*** Input data

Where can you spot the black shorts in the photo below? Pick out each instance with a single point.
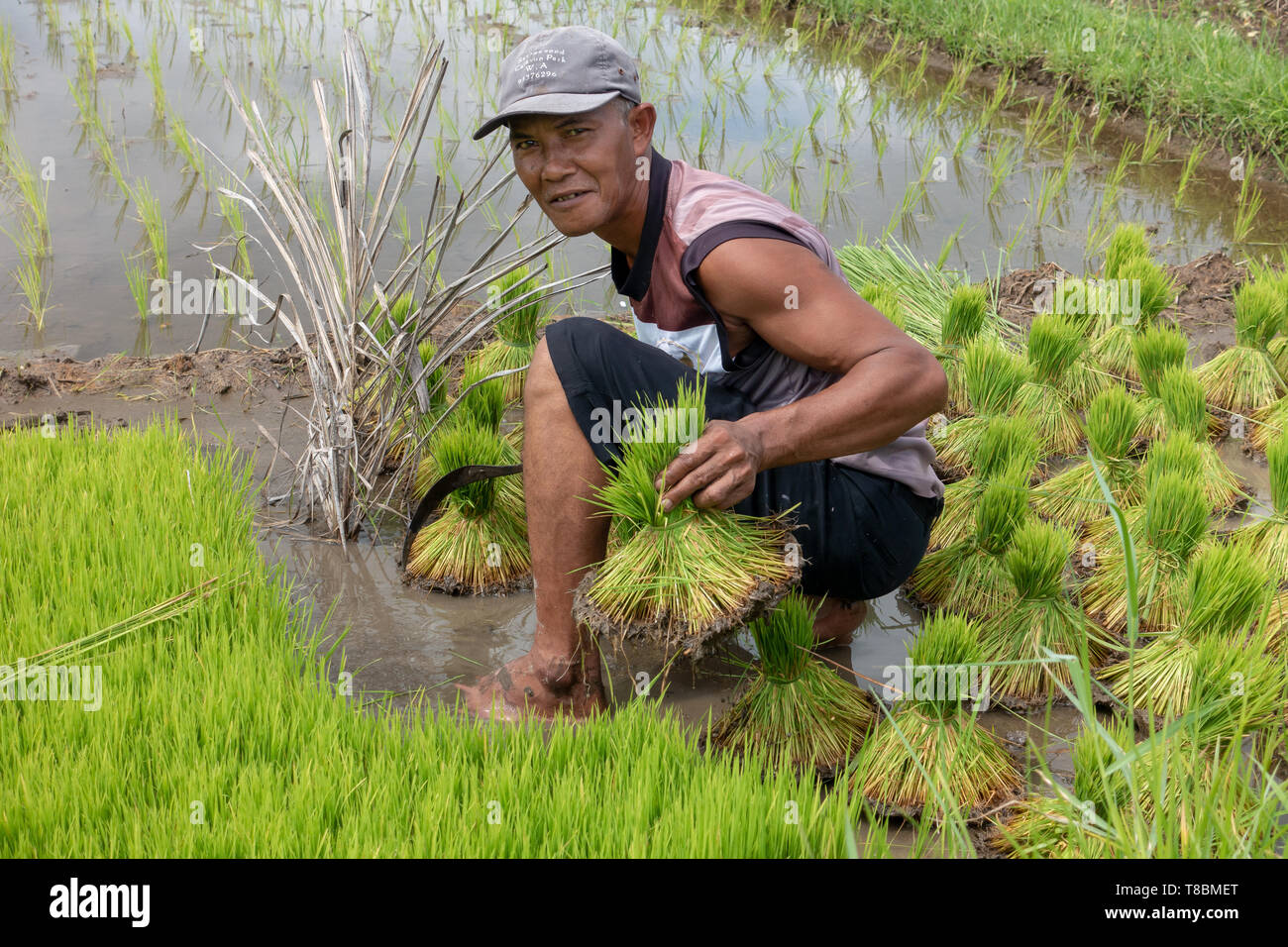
(861, 535)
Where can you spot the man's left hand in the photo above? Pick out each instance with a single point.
(717, 470)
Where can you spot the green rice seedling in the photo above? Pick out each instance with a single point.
(1039, 617)
(30, 278)
(480, 543)
(1154, 351)
(1192, 162)
(1267, 536)
(1006, 450)
(1127, 243)
(256, 724)
(1243, 379)
(684, 577)
(993, 377)
(1185, 415)
(964, 321)
(970, 575)
(154, 227)
(922, 291)
(797, 710)
(1047, 826)
(1055, 346)
(1073, 495)
(931, 753)
(1227, 589)
(138, 281)
(1170, 531)
(1113, 348)
(516, 331)
(885, 300)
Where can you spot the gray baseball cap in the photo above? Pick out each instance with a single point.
(565, 71)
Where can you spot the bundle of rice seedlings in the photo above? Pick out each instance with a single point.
(993, 376)
(969, 575)
(930, 733)
(885, 300)
(1127, 243)
(922, 290)
(687, 577)
(1172, 528)
(1006, 450)
(1243, 379)
(1041, 617)
(1155, 351)
(1267, 536)
(1225, 591)
(1185, 415)
(1113, 348)
(1175, 454)
(1056, 826)
(1085, 379)
(478, 544)
(516, 331)
(964, 320)
(1073, 495)
(1054, 347)
(797, 711)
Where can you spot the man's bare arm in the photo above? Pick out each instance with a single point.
(889, 380)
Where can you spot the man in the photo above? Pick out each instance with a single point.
(815, 397)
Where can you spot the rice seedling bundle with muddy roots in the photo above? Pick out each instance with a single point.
(478, 543)
(1034, 639)
(1227, 592)
(931, 751)
(797, 710)
(686, 578)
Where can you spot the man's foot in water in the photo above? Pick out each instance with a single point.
(533, 685)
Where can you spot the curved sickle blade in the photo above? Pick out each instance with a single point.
(458, 478)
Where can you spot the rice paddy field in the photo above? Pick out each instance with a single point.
(1095, 256)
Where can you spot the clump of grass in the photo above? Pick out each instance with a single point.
(480, 541)
(1171, 530)
(1059, 826)
(1243, 377)
(1073, 496)
(797, 710)
(1185, 416)
(1054, 347)
(1128, 243)
(993, 376)
(1008, 449)
(964, 321)
(885, 300)
(1225, 591)
(1154, 351)
(686, 577)
(1267, 536)
(970, 577)
(516, 333)
(1041, 617)
(922, 290)
(1113, 348)
(931, 751)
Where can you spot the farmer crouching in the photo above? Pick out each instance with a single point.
(818, 399)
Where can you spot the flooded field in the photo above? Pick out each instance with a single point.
(116, 105)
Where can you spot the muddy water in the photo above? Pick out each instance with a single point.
(730, 97)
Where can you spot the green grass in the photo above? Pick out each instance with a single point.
(219, 706)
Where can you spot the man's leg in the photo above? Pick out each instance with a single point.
(562, 672)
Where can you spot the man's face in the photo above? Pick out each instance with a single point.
(579, 167)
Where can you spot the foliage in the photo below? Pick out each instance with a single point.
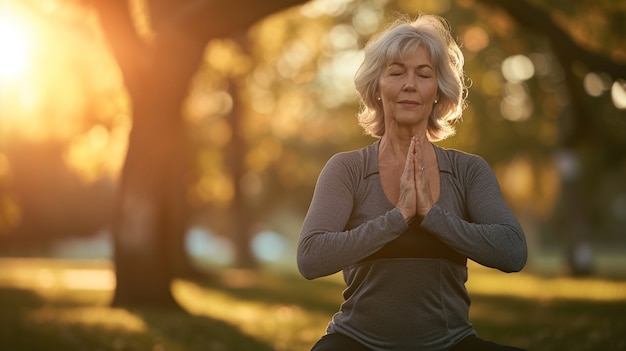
(243, 310)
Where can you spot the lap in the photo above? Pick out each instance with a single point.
(339, 342)
(474, 343)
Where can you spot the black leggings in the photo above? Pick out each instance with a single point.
(339, 342)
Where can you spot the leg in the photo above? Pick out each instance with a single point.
(337, 342)
(474, 343)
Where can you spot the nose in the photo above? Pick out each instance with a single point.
(409, 84)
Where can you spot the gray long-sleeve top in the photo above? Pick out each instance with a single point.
(406, 284)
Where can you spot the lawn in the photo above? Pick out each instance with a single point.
(62, 305)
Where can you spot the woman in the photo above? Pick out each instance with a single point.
(402, 216)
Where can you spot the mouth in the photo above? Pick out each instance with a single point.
(408, 103)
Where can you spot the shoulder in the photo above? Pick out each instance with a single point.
(362, 158)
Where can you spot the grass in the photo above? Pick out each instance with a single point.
(62, 305)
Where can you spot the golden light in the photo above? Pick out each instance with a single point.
(15, 48)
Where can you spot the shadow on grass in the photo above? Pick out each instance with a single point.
(29, 321)
(322, 295)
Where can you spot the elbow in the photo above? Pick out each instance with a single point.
(517, 261)
(306, 267)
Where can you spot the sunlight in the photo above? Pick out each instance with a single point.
(14, 45)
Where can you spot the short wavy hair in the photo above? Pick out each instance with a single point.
(433, 32)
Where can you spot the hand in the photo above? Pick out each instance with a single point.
(415, 196)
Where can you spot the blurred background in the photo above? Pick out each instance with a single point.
(186, 135)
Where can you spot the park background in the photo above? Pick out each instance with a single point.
(157, 159)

******

Goal of the exercise: Each entry above has to be set down again verbatim, except for its pictures.

Exercise result:
Where can you spot the black shorts in the photo below? Pick out each instance with a single point.
(861, 535)
Where can you spot the man's left hand in the photo above? Pick out each instance with a single point.
(717, 470)
Where can you spot the green rice seedling in the photo above? Pick out each instance with a single point.
(1039, 617)
(30, 278)
(480, 543)
(1154, 351)
(1192, 162)
(1267, 536)
(1006, 450)
(1127, 243)
(256, 724)
(1243, 379)
(684, 577)
(993, 377)
(1185, 415)
(964, 321)
(970, 575)
(154, 227)
(922, 291)
(797, 710)
(1047, 826)
(1055, 346)
(1073, 495)
(931, 753)
(1227, 589)
(138, 281)
(1170, 531)
(1113, 348)
(516, 331)
(885, 300)
Where can you spot the gray baseball cap in the photo above? Pick out each instance with a single point.
(565, 71)
Where can you spot the bundle of rice seedlings in the photo above? Pick out each instance with a single point.
(993, 376)
(969, 575)
(930, 733)
(885, 300)
(1127, 243)
(922, 290)
(687, 577)
(1172, 528)
(1006, 450)
(1243, 379)
(1041, 617)
(1155, 351)
(1267, 536)
(1225, 591)
(1185, 415)
(1113, 348)
(1175, 454)
(1056, 826)
(1085, 379)
(478, 544)
(516, 331)
(964, 320)
(1073, 495)
(1054, 347)
(797, 711)
Where can you spot the man's bare arm in the photo above? Pick out each instance with a single point.
(889, 380)
Where can you spot the man in the photo above? Pick out each instance with a single point.
(815, 397)
Where can you spot the rice seedling bundle with muddy roots in the photo above? Pick out each instance with a single point.
(478, 543)
(1034, 639)
(1227, 592)
(931, 751)
(797, 710)
(686, 578)
Where can you spot the man's foot in water in the photo above? Pick out each instance with a single point.
(533, 685)
Where can you spot the curved sickle blade in the photo above? Pick out each instance with a single point.
(458, 478)
Where can you spot the rice paddy field in the photo above? Pick out each instance with a single point.
(1095, 256)
Where can you spot the clump of grass in the photo above? Pick out each instance with a single point.
(480, 541)
(1171, 530)
(1059, 826)
(1243, 377)
(1073, 496)
(797, 710)
(1185, 416)
(1054, 347)
(1128, 243)
(993, 376)
(1008, 449)
(964, 321)
(885, 300)
(1225, 591)
(1154, 351)
(686, 577)
(1267, 536)
(970, 577)
(516, 333)
(1041, 617)
(922, 290)
(1113, 348)
(931, 751)
Where can you spot the farmer crouching in the photo above? Pick out each instance with a single point.
(818, 399)
Where can you spot the flooded field in the photo above? Pick out each instance with a single point.
(116, 105)
Where can you spot the muddy water in the photo above? Pick out each instance with a single point.
(730, 97)
Where can you spot the green grass in the photo above? Pick out each instance with a single point.
(219, 706)
Where can you spot the man's leg in the photo above? Pick out each instance with a single point.
(562, 672)
Where can you spot the man's face in the photo above? Pick out each instance with a single point.
(579, 167)
Where can you spot the foliage in the photo below? Pick out each instance with a single point.
(243, 310)
Where can you spot the lap in the photo above? Pick out each instance with a single point.
(339, 342)
(474, 343)
Where can you spot the black leggings in the photo above? Pick out each instance with a single point.
(339, 342)
Where can you spot the leg in the photo above? Pick out each instance with a single point.
(337, 342)
(474, 343)
Where can you spot the nose in the photo above? Pick out each instance with a single point.
(409, 84)
Where can you spot the gray long-sleeve top in the photo above? Pick out each instance with a single point.
(406, 284)
Where can you spot the lawn in the photo above? Pick out each instance with a single point.
(62, 305)
Where can you spot the woman in the photo above? Pick out each instance with a single point.
(402, 216)
Where can you spot the mouth in the photo above? Pick out each instance with a single point.
(408, 103)
Where can you spot the shoulder in the photo above? Pick out each instance with a single point.
(362, 158)
Where can you spot the grass in the photo above? Pick out each instance with a single point.
(62, 305)
Where can you spot the golden light in the photo above? Pick out each instance with a single point.
(15, 48)
Where can you spot the shadow on grass in the photo above? Pick out each instance with a single point.
(29, 321)
(322, 295)
Where can you spot the elbow in the photo above? Pick out each instance with a single point.
(517, 261)
(306, 267)
Where can you spot the sunlight in the photo above? Pick out each instance with a single point.
(14, 45)
Where can you spot the short wavy hair in the photo above? Pick out each instance with a single point.
(433, 32)
Where can you spot the hand in the photo above? Pick out each instance with a single point.
(415, 196)
Where can you spot the blurred background in the photo above? Pick out each instance with a single point.
(186, 135)
Where can you spot the park background in the photo above? Pick out each instance with a single point.
(157, 159)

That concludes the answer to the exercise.